=== Estratto del testo ===
Per l'ex capo delle Poste una buonuscita di 6 milioni

Sono ogni giorno più numerosi coloro che si lamentano per i disservizi di Poste Italiane. Lettere che arrivano con ritardi biblici, giornali consegnati dopo giorni e giorni, sportelli che chiudono, paesi senza ufficio postale, orari impossibili.
Insomma, più che di servizio postale si dovrebbe forse parlare di disservizio postale.

Eppure... Eppure scopriamo che chi le Poste le ha guiddate fino a poco tempo fa, non ha subito particolari conseguenze per tutti questi problemi. Tutt’altro. Ce lo dice la Corte dei Conti nella sua relazione al bilancio 2013 della società: per l’addio all’amministratore delegato, Massimo Sarmi, Poste Italiane ha pagato circa 6 milioni di euro. L’accordo per la risoluzione del rapporto di lavoro con l’ex ad prevede infatti a titolo di incentivo all’esodo un importo lordo pari a 4 annualità e a titolo di indennità per il mancato rinnovo un importo lordo pari a un’annualità. Nel 2013 il compenso di Sarmi come «ad» è stato di oltre 1,18 milioni.
=== Dati forniti ===
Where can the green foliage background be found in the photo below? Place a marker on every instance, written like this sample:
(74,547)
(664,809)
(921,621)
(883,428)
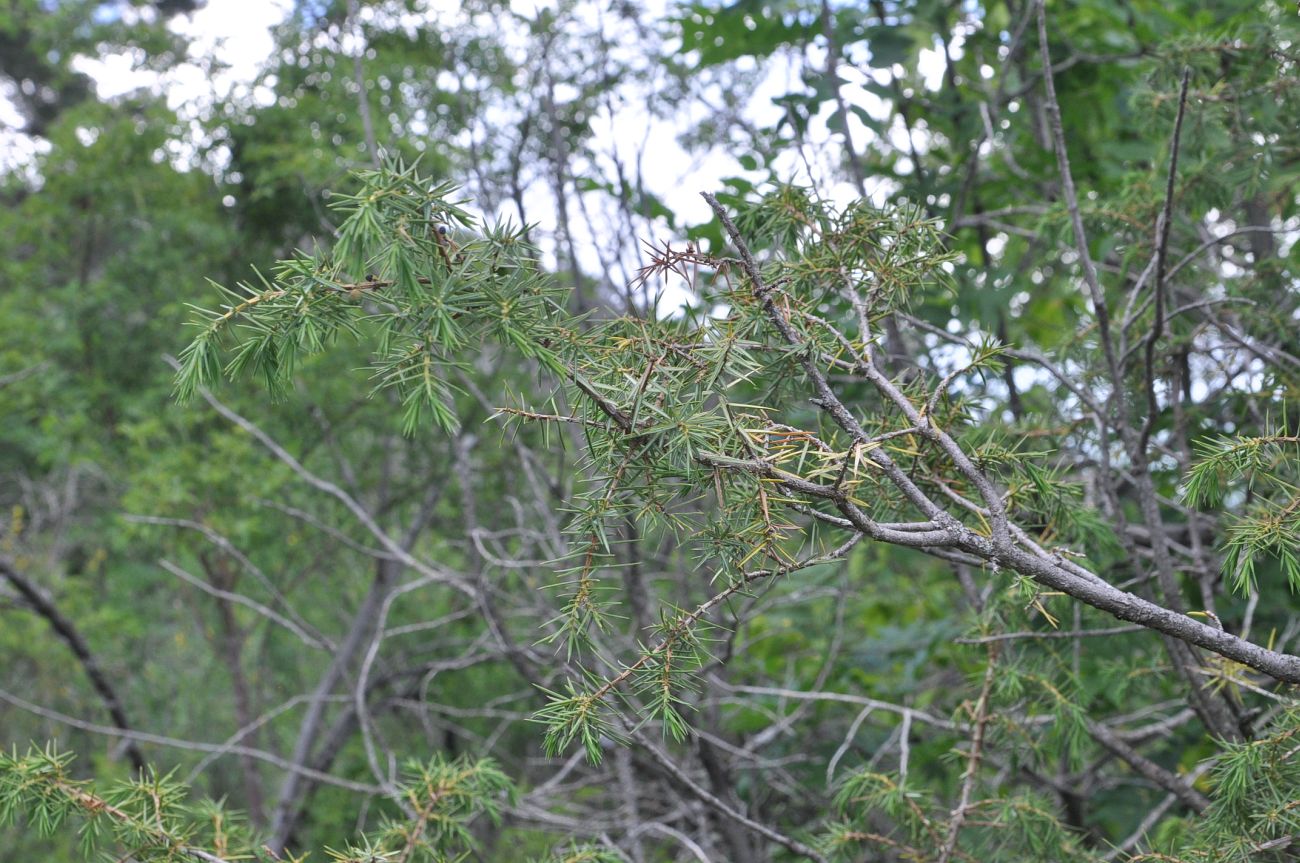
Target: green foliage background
(420,377)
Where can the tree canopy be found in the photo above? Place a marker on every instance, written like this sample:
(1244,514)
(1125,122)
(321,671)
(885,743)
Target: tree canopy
(399,465)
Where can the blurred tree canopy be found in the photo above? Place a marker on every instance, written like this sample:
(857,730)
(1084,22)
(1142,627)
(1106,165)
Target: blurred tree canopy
(403,462)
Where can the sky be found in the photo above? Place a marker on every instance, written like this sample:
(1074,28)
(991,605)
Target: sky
(234,38)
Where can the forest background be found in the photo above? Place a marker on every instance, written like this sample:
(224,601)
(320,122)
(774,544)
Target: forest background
(927,491)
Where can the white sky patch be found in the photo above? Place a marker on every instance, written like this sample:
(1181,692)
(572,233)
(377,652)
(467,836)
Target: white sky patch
(230,42)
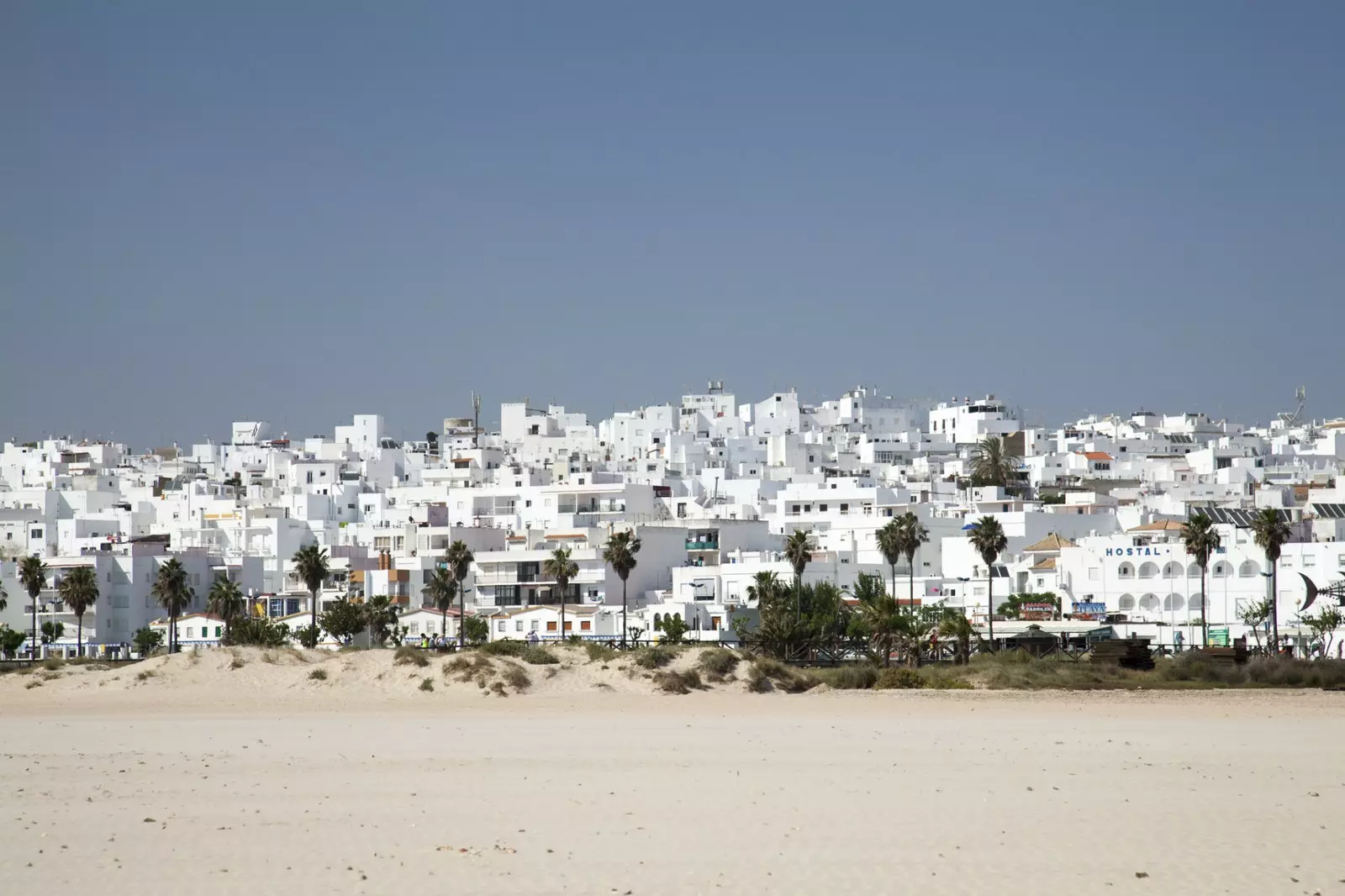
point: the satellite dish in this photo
(1311, 593)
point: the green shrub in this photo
(599, 653)
(854, 677)
(538, 656)
(515, 677)
(899, 678)
(504, 647)
(652, 656)
(717, 661)
(771, 674)
(677, 683)
(410, 656)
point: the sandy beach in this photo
(212, 777)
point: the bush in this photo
(899, 678)
(504, 647)
(599, 653)
(517, 677)
(854, 677)
(771, 674)
(410, 656)
(678, 683)
(717, 661)
(652, 656)
(538, 656)
(255, 631)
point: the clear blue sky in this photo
(380, 208)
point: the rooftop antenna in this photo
(1295, 419)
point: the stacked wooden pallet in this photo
(1127, 653)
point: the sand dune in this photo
(217, 779)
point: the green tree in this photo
(172, 593)
(381, 618)
(1201, 540)
(619, 553)
(477, 630)
(80, 591)
(957, 627)
(441, 591)
(993, 463)
(672, 629)
(459, 561)
(343, 620)
(256, 631)
(560, 569)
(33, 576)
(1254, 615)
(912, 535)
(11, 640)
(989, 540)
(226, 600)
(1324, 626)
(147, 640)
(1271, 533)
(878, 618)
(313, 568)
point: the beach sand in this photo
===
Prosegui il testo sulla buonuscita dell'ex amministratore delegato di Poste Italiane, riprendendo subito dopo l'ultima frase riportata.

La Corte ci racconta poi altre cose molto interessanti: la contrazione dei volumi e il correlato calo dei ricavi registrati nel 2013, specie nel comparto della corrispondenza - pur se in parte connessi al processo di liberalizzazione del mercato postale ed al graduale spostamento delle comunicazioni dalla forma cartacea a quella elettronica - hanno portato, scrivono i magistrati contabili, a progressivi appesantimenti nei bilanci della Società a causa della sottostante rigidità dei costi fissi.

La dinamica dei risultati ottenuti nel 2013 è stata confermata dalla semestrale 2014 «e la perdurante contrazione dei volumi e dei ricavi della corrispondenza tradizionale è destinata a incidere pesantemente sui risultati del secondo semestre 2014. Conseguentemente, secondo le previsioni della stessa società, - prosegue la Corte - la redditività del 2014 dovrebbe attestarsi su livelli inferiori rispetto a quelli conseguiti negli ultimi esercizi».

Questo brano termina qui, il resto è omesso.